Monument Signs, Pylon Signs & More: Which Format Fits Your Property
Freestanding signs aren’t one-size-fits-all. The right format depends on your property layout, road speed, available sight lines, and local zoning rules. Here’s how the main types differ.
Monument Signs
Monument signs sit low to the ground on a solid base, giving them a substantial, architectural look. That profile works well at property entrances where height limits are strict or where a permanent, built-in appearance fits the character of the development. Office parks, medical campuses, and retail centers commonly use this format for tenant directories and property identification.
Pylon Signs
Pylon signs are supported by one or two vertical poles and rise well above surrounding structures, making them readable from a greater distance and across multiple lanes of traffic. Detroit businesses on high-traffic corridors rely on this format for exactly that reach. A single-pole design works where ground footprint is limited; two-pole configurations accommodate larger displays and multi-tenant panels listing several businesses on one structure.
Pole & Pedestal Signs
Pole and pedestal signs offer a middle ground in height and visual weight. Pedestal designs share the low-profile, solid-base look of monument signs but with a narrower footprint. Pole signs provide elevation without the full visual mass of a pylon, which suits certain zoning contexts and property types.
Choosing between these formats means weighing property setback distances, how fast traffic moves on the adjacent road, and what local zoning allows for sign height and square footage. Our team can assess those factors during the site survey and recommend the format that serves your visibility goals within the applicable rules.
Where Freestanding Signs Deliver the Most Value
Monument and freestanding signs solve a specific problem: they tell arriving customers they’ve found the right place and show them exactly where to enter. That problem appears across a wide range of property types.

> [PROVIDED DATA]
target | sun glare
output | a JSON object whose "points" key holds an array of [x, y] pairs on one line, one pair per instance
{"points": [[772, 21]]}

> [TASK REQUIREMENTS]
[A] Do these statements agree with the text on sign formats? For each, answer yes or no and quote the words of the text that decide it.
(i) Two-pole pylon signs can carry panels that list several businesses.
(ii) Pedestal signs have a wider footprint than monument signs.
(iii) Monument signs work well at property entrances with strict height limits.
[B] Quote the text on sign formats, starting with "Pole & Pedestal" and going on through "the applicable rules.".

> [ANSWERS]
[A]
(i) Yes: "two-pole configurations accommodate larger displays and multi-tenant panels listing several businesses on one structure"
(ii) No: "Pedestal designs share the low-profile, solid-base look of monument signs but with a narrower footprint."
(iii) Yes: "That profile works well at property entrances where height limits are strict"

[B]
Pole & Pedestal Signs
Pole and pedestal signs offer a middle ground in height and visual weight. Pedestal designs share the low-profile, solid-base look of monument signs but with a narrower footprint. Pole signs provide elevation without the full visual mass of a pylon, which suits certain zoning contexts and property types.
Choosing between these formats means weighing property setback distances, how fast traffic moves on the adjacent road, and what local zoning allows for sign height and square footage. Our team can assess those factors during the site survey and recommend the format that serves your visibility goals within the applicable rules.